Data to process: Begin
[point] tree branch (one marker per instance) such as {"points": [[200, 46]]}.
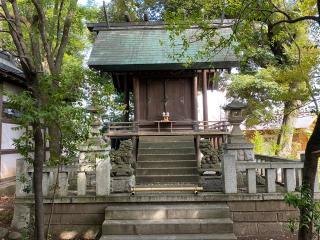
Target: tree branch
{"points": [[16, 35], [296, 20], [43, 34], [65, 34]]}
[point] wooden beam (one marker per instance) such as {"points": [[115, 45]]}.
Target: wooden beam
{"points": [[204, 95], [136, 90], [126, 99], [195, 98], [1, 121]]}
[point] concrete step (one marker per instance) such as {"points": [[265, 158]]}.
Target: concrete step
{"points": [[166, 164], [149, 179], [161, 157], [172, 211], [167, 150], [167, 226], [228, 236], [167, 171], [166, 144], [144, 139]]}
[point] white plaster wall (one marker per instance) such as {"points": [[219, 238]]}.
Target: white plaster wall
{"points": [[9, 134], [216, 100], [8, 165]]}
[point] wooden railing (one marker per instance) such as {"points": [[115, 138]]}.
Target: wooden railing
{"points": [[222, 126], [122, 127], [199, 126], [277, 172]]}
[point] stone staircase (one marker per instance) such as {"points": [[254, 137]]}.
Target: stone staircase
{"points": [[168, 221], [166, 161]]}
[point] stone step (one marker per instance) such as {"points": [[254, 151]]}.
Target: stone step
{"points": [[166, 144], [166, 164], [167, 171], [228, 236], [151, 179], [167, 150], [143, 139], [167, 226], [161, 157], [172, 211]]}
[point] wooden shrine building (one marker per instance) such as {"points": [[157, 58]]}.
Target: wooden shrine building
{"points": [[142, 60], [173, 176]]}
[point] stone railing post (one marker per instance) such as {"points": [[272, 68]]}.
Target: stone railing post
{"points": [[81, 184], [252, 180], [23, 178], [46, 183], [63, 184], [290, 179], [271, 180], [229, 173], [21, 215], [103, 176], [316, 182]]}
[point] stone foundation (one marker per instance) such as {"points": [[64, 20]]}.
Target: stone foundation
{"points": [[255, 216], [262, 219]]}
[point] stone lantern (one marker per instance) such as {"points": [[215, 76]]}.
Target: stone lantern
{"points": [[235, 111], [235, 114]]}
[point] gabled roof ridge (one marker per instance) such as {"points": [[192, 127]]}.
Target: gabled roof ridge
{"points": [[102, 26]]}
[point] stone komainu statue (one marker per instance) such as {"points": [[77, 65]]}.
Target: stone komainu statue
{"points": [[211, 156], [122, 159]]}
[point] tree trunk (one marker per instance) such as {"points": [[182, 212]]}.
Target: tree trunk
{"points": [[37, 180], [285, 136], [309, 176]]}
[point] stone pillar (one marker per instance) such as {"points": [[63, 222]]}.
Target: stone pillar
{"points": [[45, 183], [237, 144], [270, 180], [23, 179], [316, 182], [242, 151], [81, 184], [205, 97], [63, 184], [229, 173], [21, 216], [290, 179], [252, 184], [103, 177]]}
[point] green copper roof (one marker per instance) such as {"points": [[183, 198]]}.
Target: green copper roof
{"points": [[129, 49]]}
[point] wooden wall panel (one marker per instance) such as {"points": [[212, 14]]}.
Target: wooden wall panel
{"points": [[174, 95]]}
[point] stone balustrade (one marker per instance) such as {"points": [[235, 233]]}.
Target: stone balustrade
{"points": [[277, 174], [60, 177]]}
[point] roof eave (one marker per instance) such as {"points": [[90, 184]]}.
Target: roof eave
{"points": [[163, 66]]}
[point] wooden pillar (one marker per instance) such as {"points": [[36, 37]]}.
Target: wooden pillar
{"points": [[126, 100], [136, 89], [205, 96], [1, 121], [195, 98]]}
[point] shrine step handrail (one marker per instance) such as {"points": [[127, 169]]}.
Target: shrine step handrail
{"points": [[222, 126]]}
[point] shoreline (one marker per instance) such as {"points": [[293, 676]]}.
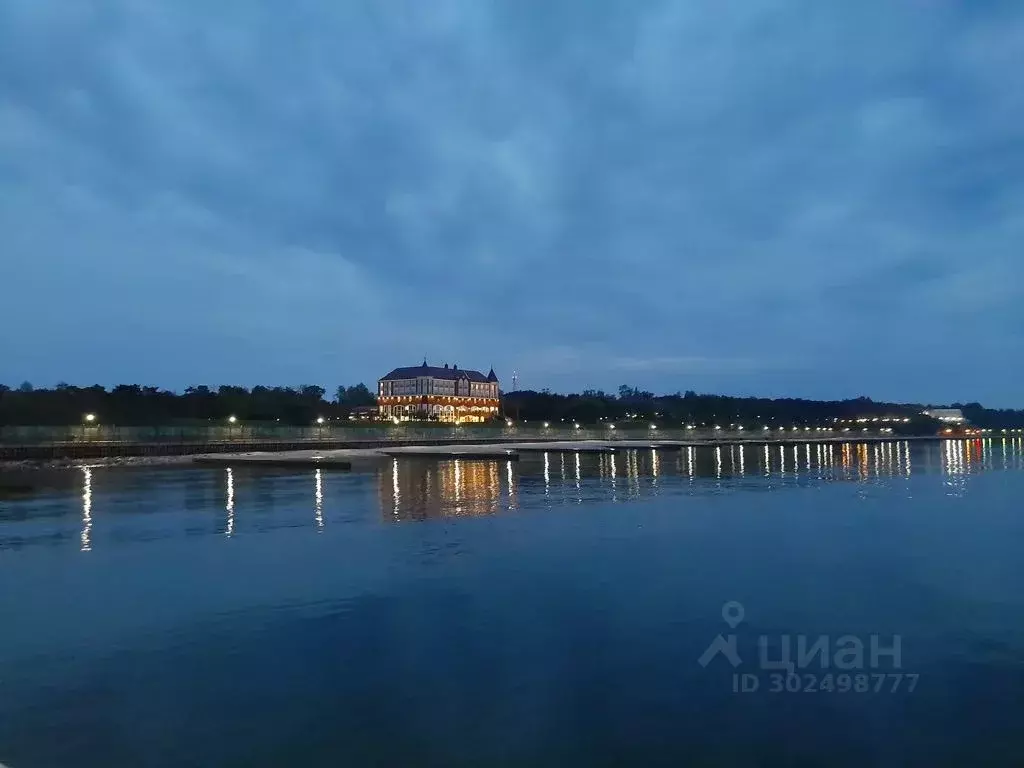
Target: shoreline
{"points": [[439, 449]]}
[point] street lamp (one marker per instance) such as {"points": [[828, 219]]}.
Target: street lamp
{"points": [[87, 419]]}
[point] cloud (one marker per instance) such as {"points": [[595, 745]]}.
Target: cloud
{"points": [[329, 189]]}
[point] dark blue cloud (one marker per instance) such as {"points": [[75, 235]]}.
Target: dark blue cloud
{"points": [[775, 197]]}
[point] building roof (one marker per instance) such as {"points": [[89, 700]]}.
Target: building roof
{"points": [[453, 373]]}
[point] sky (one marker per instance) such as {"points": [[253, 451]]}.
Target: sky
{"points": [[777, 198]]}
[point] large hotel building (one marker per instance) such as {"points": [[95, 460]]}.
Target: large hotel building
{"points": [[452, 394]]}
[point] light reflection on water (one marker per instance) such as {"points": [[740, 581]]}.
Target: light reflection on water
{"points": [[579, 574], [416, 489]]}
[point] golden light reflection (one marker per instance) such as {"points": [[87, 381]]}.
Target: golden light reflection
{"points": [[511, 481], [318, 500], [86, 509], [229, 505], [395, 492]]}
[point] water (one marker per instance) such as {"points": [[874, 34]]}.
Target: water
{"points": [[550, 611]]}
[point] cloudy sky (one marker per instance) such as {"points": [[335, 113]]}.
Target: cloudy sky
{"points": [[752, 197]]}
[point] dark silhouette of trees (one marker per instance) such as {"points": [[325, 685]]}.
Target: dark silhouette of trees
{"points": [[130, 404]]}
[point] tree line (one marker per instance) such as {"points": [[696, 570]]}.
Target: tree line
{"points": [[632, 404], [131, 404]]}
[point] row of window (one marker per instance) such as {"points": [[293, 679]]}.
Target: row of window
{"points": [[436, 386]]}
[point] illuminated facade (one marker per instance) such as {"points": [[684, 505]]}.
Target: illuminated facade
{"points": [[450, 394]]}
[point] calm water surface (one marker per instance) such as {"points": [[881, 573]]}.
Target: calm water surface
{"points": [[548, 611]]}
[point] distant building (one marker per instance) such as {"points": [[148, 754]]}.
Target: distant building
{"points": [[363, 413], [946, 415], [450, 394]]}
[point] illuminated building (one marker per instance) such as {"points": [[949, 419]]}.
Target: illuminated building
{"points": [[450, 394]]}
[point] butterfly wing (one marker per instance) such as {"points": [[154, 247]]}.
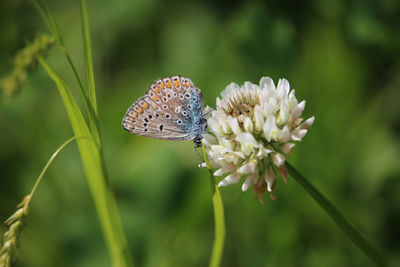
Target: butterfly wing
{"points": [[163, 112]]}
Data to process: End
### Exercise brief:
I'd like every record transcribed exactly, with no pictures carried over.

### Written response:
[point] tree branch (one marker per instance) such as {"points": [[200, 46]]}.
Target: tree branch
{"points": [[16, 35], [296, 20], [43, 34], [65, 34]]}
[point] wooden beam (one marker per instance) such as {"points": [[115, 45]]}.
Target: wooden beam
{"points": [[204, 95], [136, 90], [126, 99], [195, 98], [1, 121]]}
[point] concrete step (one marker per instance) such as {"points": [[265, 158]]}.
Target: concrete step
{"points": [[166, 164], [149, 179], [161, 157], [172, 211], [167, 150], [167, 226], [228, 236], [167, 171], [166, 144], [144, 139]]}
[point] white plaster wall (one marker per instance) such as {"points": [[219, 238]]}.
Target: white plaster wall
{"points": [[9, 134], [216, 100], [8, 165]]}
[point] wooden railing (one marker per instance) such as {"points": [[115, 138]]}.
Target: wooden railing
{"points": [[222, 126], [122, 127], [199, 126], [277, 172]]}
[point] stone staircase (one marker per instance) such as {"points": [[254, 137]]}.
Target: stone staircase
{"points": [[168, 221], [166, 161]]}
[point] stone step (one marker per instance) such as {"points": [[254, 151]]}.
Target: stone step
{"points": [[166, 144], [166, 164], [167, 171], [228, 236], [151, 179], [167, 150], [143, 139], [167, 226], [161, 157], [172, 211]]}
[point] wooden shrine building (one marker per instance) such as {"points": [[157, 58]]}.
Target: wooden shrine building
{"points": [[142, 60], [173, 176]]}
[point] stone railing post (one marker per instance) such as {"points": [[272, 68]]}.
Target: stone railing post
{"points": [[81, 184], [252, 180], [23, 178], [46, 183], [63, 184], [290, 179], [271, 180], [229, 173], [21, 215], [103, 176], [316, 182]]}
[point] stone foundation (one marker per instance) such as {"points": [[64, 20]]}.
Target: stone foundation
{"points": [[255, 216], [262, 219]]}
[point] stone lantern (one marker per instance) such as {"points": [[215, 76]]}.
Target: stone lantern
{"points": [[235, 111], [235, 114]]}
[point] gabled roof ridge (one marker per instance) such as {"points": [[192, 127]]}.
Target: gabled roof ridge
{"points": [[102, 26]]}
[point] stone komainu statue (one marker per instance) such as {"points": [[77, 65]]}.
Target: stone komainu statue
{"points": [[211, 156], [122, 159]]}
[point] tree trunk (one marker per instance) such as {"points": [[182, 212]]}.
Target: tree trunk
{"points": [[37, 180], [285, 136], [309, 176]]}
[point] stone pillar (one marker per instance) such as {"points": [[63, 222]]}.
Target: stone pillar
{"points": [[45, 183], [237, 144], [270, 180], [23, 179], [316, 182], [242, 151], [81, 184], [205, 97], [63, 184], [229, 173], [21, 216], [290, 179], [252, 184], [103, 177]]}
[point] green copper roof (one marker per instance) such as {"points": [[183, 198]]}.
Target: green copper roof
{"points": [[129, 49]]}
[point] wooden wall panel (one marker per instance) such as {"points": [[212, 14]]}.
Target: wooden wall panel
{"points": [[174, 95]]}
[point] stone balustrade (one marker per instance) such as {"points": [[235, 233]]}.
Target: stone balustrade
{"points": [[277, 174], [60, 177]]}
[point] roof eave (one marker per instance) such as {"points": [[90, 184]]}.
Target: roof eave
{"points": [[163, 66]]}
[point] wooden pillar (one marker per instance) such as {"points": [[36, 37]]}.
Target: wooden pillar
{"points": [[126, 100], [136, 89], [205, 96], [1, 121], [195, 98]]}
[point] shrine step handrail (one marker per instance) such as {"points": [[127, 169]]}.
Target: shrine step handrail
{"points": [[222, 126]]}
[point] shoreline (one marker per instance) such as {"points": [[293, 676]]}.
Target: shoreline
{"points": [[439, 449]]}
[point] street lamp (one marker per instance) such as {"points": [[828, 219]]}.
Target: street lamp
{"points": [[87, 419]]}
[point] cloud (one marker per instance) such as {"points": [[595, 745]]}.
Target: cloud
{"points": [[329, 189]]}
[point] dark blue cloud (one marker per instance) such as {"points": [[75, 235]]}.
Target: dark blue cloud
{"points": [[775, 197]]}
[point] building roof (one marker per instance) such as {"points": [[89, 700]]}.
Target: building roof
{"points": [[453, 373]]}
[point] sky (one marker per instance) such as {"points": [[253, 451]]}.
Target: sky
{"points": [[777, 198]]}
[point] large hotel building (one marker per instance) such as {"points": [[95, 460]]}.
Target: large hotel building
{"points": [[452, 394]]}
[point] light reflection on water (one marker per instance) such as {"points": [[740, 581]]}.
Target: light reflection on water
{"points": [[579, 574], [416, 489]]}
[point] golden light reflection (one marker per instance) such as {"points": [[87, 381]]}.
Target: golden light reflection
{"points": [[511, 481], [318, 500], [86, 509], [229, 505], [395, 492]]}
[point] water (one marker per instance) such as {"points": [[874, 34]]}.
Target: water
{"points": [[550, 611]]}
[point] cloudy sky (one marker per instance) such as {"points": [[335, 113]]}.
Target: cloudy sky
{"points": [[752, 197]]}
[point] dark silhouette of trees (one marker per instance) such as {"points": [[325, 685]]}.
Target: dark silhouette of trees
{"points": [[130, 404]]}
[point] tree line (one marker per instance) such as {"points": [[696, 570]]}.
Target: tree line
{"points": [[632, 404], [131, 404]]}
[point] row of window (one marker per instance) such as {"points": [[293, 679]]}.
Target: row of window
{"points": [[436, 386]]}
[point] illuminated facade (one marker per instance) such as {"points": [[684, 505]]}.
Target: illuminated facade
{"points": [[450, 394]]}
[point] calm water surface (one marker per instance) such as {"points": [[881, 573]]}.
Target: calm water surface
{"points": [[548, 611]]}
[point] distant building (one marker per instance) such as {"points": [[148, 754]]}.
Target: distant building
{"points": [[363, 413], [946, 415], [450, 394]]}
[point] illuminated building (one marker per instance) such as {"points": [[949, 419]]}.
Target: illuminated building
{"points": [[450, 394]]}
[point] butterfly wing (one marker per instance) such as {"points": [[154, 247]]}.
Target: butterfly wing
{"points": [[163, 112]]}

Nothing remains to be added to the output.